Extracted records:
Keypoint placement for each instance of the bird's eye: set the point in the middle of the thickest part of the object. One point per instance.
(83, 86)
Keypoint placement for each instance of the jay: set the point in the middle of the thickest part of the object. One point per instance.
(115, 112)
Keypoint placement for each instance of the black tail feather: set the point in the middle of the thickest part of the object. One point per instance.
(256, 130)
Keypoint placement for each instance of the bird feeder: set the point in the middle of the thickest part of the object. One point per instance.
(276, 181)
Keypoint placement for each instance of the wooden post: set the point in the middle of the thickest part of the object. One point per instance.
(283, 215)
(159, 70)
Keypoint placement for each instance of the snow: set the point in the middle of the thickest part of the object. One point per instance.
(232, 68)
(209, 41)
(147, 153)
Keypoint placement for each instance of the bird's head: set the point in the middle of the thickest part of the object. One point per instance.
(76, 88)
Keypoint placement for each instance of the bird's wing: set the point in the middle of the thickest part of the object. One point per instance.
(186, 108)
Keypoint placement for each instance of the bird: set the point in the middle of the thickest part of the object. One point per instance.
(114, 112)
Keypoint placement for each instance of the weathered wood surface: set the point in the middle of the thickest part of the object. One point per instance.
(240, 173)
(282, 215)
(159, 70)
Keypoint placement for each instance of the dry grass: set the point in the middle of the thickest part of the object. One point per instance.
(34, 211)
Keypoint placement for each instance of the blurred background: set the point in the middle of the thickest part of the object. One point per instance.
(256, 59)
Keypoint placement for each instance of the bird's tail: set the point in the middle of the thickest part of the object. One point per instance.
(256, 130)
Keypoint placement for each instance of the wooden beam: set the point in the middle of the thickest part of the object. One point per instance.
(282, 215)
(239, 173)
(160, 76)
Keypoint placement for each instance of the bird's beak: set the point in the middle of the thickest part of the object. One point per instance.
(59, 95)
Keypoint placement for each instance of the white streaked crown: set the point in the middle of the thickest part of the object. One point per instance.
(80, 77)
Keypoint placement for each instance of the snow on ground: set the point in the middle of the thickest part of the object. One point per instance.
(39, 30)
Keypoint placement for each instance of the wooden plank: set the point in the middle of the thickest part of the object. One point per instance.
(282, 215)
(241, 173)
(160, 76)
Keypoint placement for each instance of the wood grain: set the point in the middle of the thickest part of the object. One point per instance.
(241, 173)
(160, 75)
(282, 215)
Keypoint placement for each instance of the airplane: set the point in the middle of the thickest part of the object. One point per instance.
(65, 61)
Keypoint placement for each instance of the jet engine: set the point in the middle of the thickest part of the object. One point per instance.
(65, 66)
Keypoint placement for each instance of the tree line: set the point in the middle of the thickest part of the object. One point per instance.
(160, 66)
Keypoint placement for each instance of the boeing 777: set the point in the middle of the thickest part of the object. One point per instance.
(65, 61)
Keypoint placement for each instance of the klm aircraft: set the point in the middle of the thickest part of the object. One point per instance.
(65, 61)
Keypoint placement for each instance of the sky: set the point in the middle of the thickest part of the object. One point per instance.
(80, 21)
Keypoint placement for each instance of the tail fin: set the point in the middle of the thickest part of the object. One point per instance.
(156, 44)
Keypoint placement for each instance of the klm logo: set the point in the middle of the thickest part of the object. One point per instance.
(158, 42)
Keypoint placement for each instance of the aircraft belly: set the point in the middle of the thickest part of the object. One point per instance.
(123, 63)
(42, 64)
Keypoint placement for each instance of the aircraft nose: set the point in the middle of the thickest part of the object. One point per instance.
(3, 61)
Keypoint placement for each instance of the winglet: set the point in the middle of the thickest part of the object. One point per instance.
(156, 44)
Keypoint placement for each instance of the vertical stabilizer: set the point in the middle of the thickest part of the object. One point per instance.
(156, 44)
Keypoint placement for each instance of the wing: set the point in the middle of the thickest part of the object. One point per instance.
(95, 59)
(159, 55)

About this exercise: With the line containing "Keypoint placement for each instance of the aircraft nose: set" as the first, output each line through the final line of the entries above, exactly.

Task answer:
Keypoint placement for each instance of the aircraft nose: set the point in the middle of the thickest part of the object. One point per instance.
(3, 61)
Keypoint placement for each instance of the winglet: set the point in the middle of the thickest part of the object. One point per instance.
(156, 44)
Keypoint placement for each instance of the vertical stabilizer: set the point in the middle of the thickest part of the object. One point per instance.
(156, 44)
Keypoint placement for each instance of the wing: set the point in the middle of the thickest part of the object. One point per instance.
(95, 59)
(159, 55)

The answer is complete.